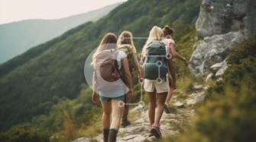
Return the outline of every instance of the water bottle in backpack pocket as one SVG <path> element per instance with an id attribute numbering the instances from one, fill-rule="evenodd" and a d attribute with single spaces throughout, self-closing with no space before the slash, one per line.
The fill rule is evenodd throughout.
<path id="1" fill-rule="evenodd" d="M 144 78 L 161 81 L 168 73 L 167 53 L 165 45 L 154 41 L 147 46 L 143 64 Z"/>

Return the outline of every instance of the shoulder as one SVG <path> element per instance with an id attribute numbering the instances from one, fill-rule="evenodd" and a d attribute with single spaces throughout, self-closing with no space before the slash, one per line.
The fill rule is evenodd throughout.
<path id="1" fill-rule="evenodd" d="M 134 52 L 134 53 L 137 52 L 136 48 L 134 46 L 131 45 L 131 48 L 132 52 Z"/>
<path id="2" fill-rule="evenodd" d="M 166 45 L 168 45 L 170 43 L 175 44 L 175 42 L 173 39 L 164 39 L 162 42 L 164 43 L 164 44 Z"/>
<path id="3" fill-rule="evenodd" d="M 123 51 L 118 51 L 118 56 L 121 58 L 124 58 L 126 57 L 126 54 Z"/>

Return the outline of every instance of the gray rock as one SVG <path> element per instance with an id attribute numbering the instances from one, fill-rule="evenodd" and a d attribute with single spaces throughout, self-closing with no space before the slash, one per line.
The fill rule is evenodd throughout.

» **EXERCISE INSTRUCTIONS**: Switch "gray rock" to "dark stone" and change nothing else. Return only the lines from the one containing "Return the outline of every instance of the shoulder" through the last line above, inclusive.

» **FULL SOLUTION**:
Return the outline of every instance of the shoulder as one SVG <path> element per instance with an id attribute numbering the instances from one, fill-rule="evenodd" and a d attribute with single spaces throughout, self-closing with no space before the slash, one per line.
The fill rule is evenodd throughout.
<path id="1" fill-rule="evenodd" d="M 134 52 L 134 53 L 137 52 L 136 48 L 134 46 L 131 45 L 131 48 L 132 52 Z"/>
<path id="2" fill-rule="evenodd" d="M 166 45 L 168 45 L 170 43 L 175 44 L 175 42 L 173 39 L 164 39 L 162 42 L 164 43 L 164 44 Z"/>
<path id="3" fill-rule="evenodd" d="M 123 51 L 118 51 L 118 56 L 121 58 L 124 58 L 126 57 L 126 54 Z"/>

Return the outline of every instance of the dark stone as one SVG <path> element per instance with an id attribute numbering the instances from one, fill-rule="evenodd" and a d attribute with single spaces throughout, self-closing with no space before the slash, one per line.
The fill rule is evenodd throughout.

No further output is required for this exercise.